Directive. Every entry below must be repeated exactly; skip the pictures.

Data section.
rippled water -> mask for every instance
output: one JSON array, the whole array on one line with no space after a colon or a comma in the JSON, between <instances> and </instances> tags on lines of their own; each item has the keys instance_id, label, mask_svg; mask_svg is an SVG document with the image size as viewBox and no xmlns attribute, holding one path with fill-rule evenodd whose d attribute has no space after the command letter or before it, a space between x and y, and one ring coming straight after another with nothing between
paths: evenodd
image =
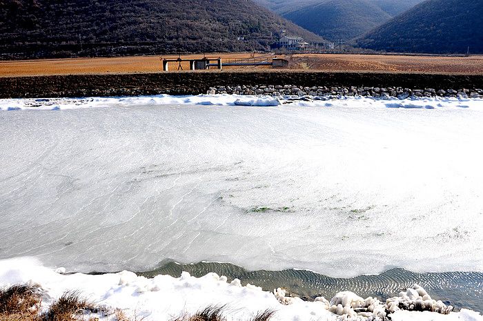
<instances>
[{"instance_id":1,"label":"rippled water","mask_svg":"<svg viewBox=\"0 0 483 321\"><path fill-rule=\"evenodd\" d=\"M229 281L236 278L244 285L250 283L262 286L265 291L283 287L292 295L308 300L317 296L330 298L341 291L351 291L364 298L376 296L386 300L417 283L433 298L441 300L457 309L465 308L483 312L482 273L415 273L403 269L393 269L377 275L336 278L306 270L248 271L229 263L179 264L171 262L154 271L138 274L146 277L168 274L177 278L182 271L197 277L215 272L226 276Z\"/></svg>"}]
</instances>

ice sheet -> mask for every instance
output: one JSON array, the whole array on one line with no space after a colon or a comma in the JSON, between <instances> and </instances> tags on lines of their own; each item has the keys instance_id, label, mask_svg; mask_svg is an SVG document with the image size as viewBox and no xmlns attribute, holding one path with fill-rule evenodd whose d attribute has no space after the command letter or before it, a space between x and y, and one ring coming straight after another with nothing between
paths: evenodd
<instances>
[{"instance_id":1,"label":"ice sheet","mask_svg":"<svg viewBox=\"0 0 483 321\"><path fill-rule=\"evenodd\" d=\"M253 320L258 312L267 309L275 312L270 318L273 321L366 321L368 317L368 320L374 320L375 316L384 318L388 311L393 312L390 315L391 320L400 321L483 321L480 313L467 309L442 315L436 312L401 311L393 304L394 300L403 302L402 305L405 300L409 300L419 302L420 305L433 302L437 307L446 307L441 302L431 300L428 293L417 286L402 292L400 296L388 302L380 302L373 298L364 300L347 291L335 293L330 303L324 298L306 302L286 296L280 288L274 289L273 293L263 291L256 284L241 286L237 279L227 282L226 277L215 273L197 278L184 272L177 278L159 275L150 279L126 271L100 275L63 275L28 258L0 260L0 286L24 283L41 289L44 311L62 293L75 289L81 298L88 298L108 312L95 315L101 321L117 320L112 314L116 309L132 320L155 321L193 315L208 306L224 307L222 313L228 321ZM418 295L424 295L425 301ZM351 309L361 307L368 307L371 311L365 313L368 315L366 317L357 315ZM83 319L91 316L84 315Z\"/></svg>"},{"instance_id":2,"label":"ice sheet","mask_svg":"<svg viewBox=\"0 0 483 321\"><path fill-rule=\"evenodd\" d=\"M482 100L239 99L0 101L0 257L483 271Z\"/></svg>"}]
</instances>

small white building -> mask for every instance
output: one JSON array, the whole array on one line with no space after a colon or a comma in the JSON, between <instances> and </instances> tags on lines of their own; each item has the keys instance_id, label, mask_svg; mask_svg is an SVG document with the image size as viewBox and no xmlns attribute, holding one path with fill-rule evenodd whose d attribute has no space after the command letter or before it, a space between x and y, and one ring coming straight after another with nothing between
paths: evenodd
<instances>
[{"instance_id":1,"label":"small white building","mask_svg":"<svg viewBox=\"0 0 483 321\"><path fill-rule=\"evenodd\" d=\"M284 31L282 32L278 44L280 48L289 50L302 50L310 46L310 43L306 42L302 37L287 36Z\"/></svg>"}]
</instances>

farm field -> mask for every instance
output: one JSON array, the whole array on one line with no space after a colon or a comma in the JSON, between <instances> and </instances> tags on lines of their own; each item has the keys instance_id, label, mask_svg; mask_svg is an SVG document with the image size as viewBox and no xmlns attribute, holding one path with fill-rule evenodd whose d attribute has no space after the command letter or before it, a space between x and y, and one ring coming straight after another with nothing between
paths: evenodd
<instances>
[{"instance_id":1,"label":"farm field","mask_svg":"<svg viewBox=\"0 0 483 321\"><path fill-rule=\"evenodd\" d=\"M208 54L223 59L250 58L253 53ZM260 57L262 55L256 55ZM183 58L201 58L201 55L187 55ZM264 57L275 57L266 54ZM456 74L483 73L483 56L434 57L375 55L298 54L279 55L289 61L293 70L346 72L410 72ZM177 58L177 56L164 56ZM75 58L0 61L0 77L50 75L118 74L157 72L161 70L160 56L132 56L110 58ZM182 65L184 70L188 64ZM171 63L171 70L178 66ZM266 67L228 67L226 69L267 70Z\"/></svg>"}]
</instances>

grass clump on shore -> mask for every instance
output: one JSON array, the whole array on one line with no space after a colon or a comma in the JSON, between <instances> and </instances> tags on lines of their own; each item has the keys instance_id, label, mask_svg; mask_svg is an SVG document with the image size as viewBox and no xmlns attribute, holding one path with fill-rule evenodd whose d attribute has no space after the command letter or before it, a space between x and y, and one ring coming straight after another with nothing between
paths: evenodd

Exercise response.
rippled water -> mask for every instance
output: one JSON array, the whole array on one line with no space after a colon or a comma in the JSON, between <instances> and </instances> tags on lines of their own; each item has the keys instance_id, label, mask_svg; mask_svg is an SVG document with the image size as viewBox and no xmlns attribute, holding one path with fill-rule evenodd whose d attribute has no space after the command letter or before it, a space between x and y, and one ring coming straight after another with nothing between
paths: evenodd
image =
<instances>
[{"instance_id":1,"label":"rippled water","mask_svg":"<svg viewBox=\"0 0 483 321\"><path fill-rule=\"evenodd\" d=\"M229 281L236 278L244 285L250 283L262 286L265 291L283 287L292 295L308 300L317 296L330 298L341 291L351 291L364 298L376 296L386 300L417 283L433 298L441 300L457 309L465 308L483 312L482 273L415 273L403 269L393 269L377 275L336 278L306 270L248 271L229 263L179 264L171 262L154 271L138 274L146 277L168 274L177 278L182 271L197 277L215 272L226 276Z\"/></svg>"}]
</instances>

ice sheet -> mask for every instance
output: one JSON array, the whole array on one line with no space after a colon or a comma in the JSON, between <instances> and </instances> tags on lines of their own; each item has the keys instance_id, label, mask_svg; mask_svg is an SVG document with the image size as viewBox and no xmlns attribute, holding one path with fill-rule evenodd whose d attribute has no space after the command letter or before it, a space between x and y, and one ring coming straight after another with nothing between
paths: evenodd
<instances>
[{"instance_id":1,"label":"ice sheet","mask_svg":"<svg viewBox=\"0 0 483 321\"><path fill-rule=\"evenodd\" d=\"M253 320L258 312L267 309L275 312L270 318L273 321L366 321L368 317L368 320L374 320L375 316L384 318L388 311L393 312L390 315L391 320L400 321L483 321L480 313L467 309L442 315L436 312L401 311L393 304L394 300L403 302L402 305L405 300L409 300L419 302L420 305L433 302L437 307L446 307L441 302L431 300L428 293L417 286L402 292L400 296L388 302L380 302L373 298L364 300L347 291L335 293L330 303L324 298L306 302L286 296L280 288L274 289L273 293L263 291L256 284L241 286L237 279L227 282L226 277L215 273L197 278L184 272L177 278L159 275L150 279L126 271L100 275L63 275L28 258L0 260L0 286L24 283L41 289L44 311L62 293L75 289L81 298L88 298L108 312L95 315L101 321L117 320L112 314L116 309L132 320L155 321L193 315L208 306L224 307L222 313L228 321ZM418 295L424 295L425 301ZM351 309L361 307L368 307L371 311L365 313L368 315L366 317L357 315ZM83 319L91 316L84 315Z\"/></svg>"},{"instance_id":2,"label":"ice sheet","mask_svg":"<svg viewBox=\"0 0 483 321\"><path fill-rule=\"evenodd\" d=\"M482 100L239 99L0 101L0 257L483 271Z\"/></svg>"}]
</instances>

small white building -> mask for every instance
output: one JSON array, the whole array on one line with no space after a colon or a comma in the JSON, between <instances> and </instances> tags on lines of their own; each item has the keys instance_id, label, mask_svg; mask_svg is an SVG document with the image size as viewBox and no xmlns attribute, holding one path with fill-rule evenodd whose d attribute has no space after the command letter or before it, a space between x and y, and one ring coming straight after another with nothing between
paths: evenodd
<instances>
[{"instance_id":1,"label":"small white building","mask_svg":"<svg viewBox=\"0 0 483 321\"><path fill-rule=\"evenodd\" d=\"M284 31L282 32L278 44L280 48L289 50L302 50L310 46L310 43L306 42L302 37L287 36Z\"/></svg>"}]
</instances>

farm field -> mask for every instance
output: one JSON array, the whole array on one line with no space after a colon or a comma in the JSON, between <instances> and </instances> tags on lines of their own; each item has the keys instance_id, label, mask_svg; mask_svg is an SVG document with the image size as viewBox and no xmlns attribute, holding one path with fill-rule evenodd whose d attribute has no space after the command letter or before it, a space between x and y, and one ring coming straight after another with nothing between
paths: evenodd
<instances>
[{"instance_id":1,"label":"farm field","mask_svg":"<svg viewBox=\"0 0 483 321\"><path fill-rule=\"evenodd\" d=\"M208 54L223 59L250 58L253 53ZM260 57L262 55L256 55ZM183 58L201 58L201 55L187 55ZM264 57L275 57L266 54ZM456 74L483 73L483 56L434 57L375 55L298 54L279 55L289 61L293 70L346 72L410 72ZM177 58L177 56L164 56ZM75 58L0 61L0 77L50 75L118 74L157 72L161 70L160 56L132 56L110 58ZM182 65L184 70L188 64ZM171 63L171 70L178 66ZM266 67L228 67L226 69L267 70Z\"/></svg>"}]
</instances>

grass clump on shore -> mask for every instance
output: one JSON array, the whole array on one line with no space after a colon or a comma in the JSON, between <instances> and </instances> tags on lines of their own; each item has the keys instance_id, label, mask_svg; mask_svg is an SVG document with the image size as viewBox and no xmlns attribute, holding one path with fill-rule evenodd whose d attribute has no space after the command letter or before it, a space between x and y, and one ring coming straight after another with nothing between
paths: evenodd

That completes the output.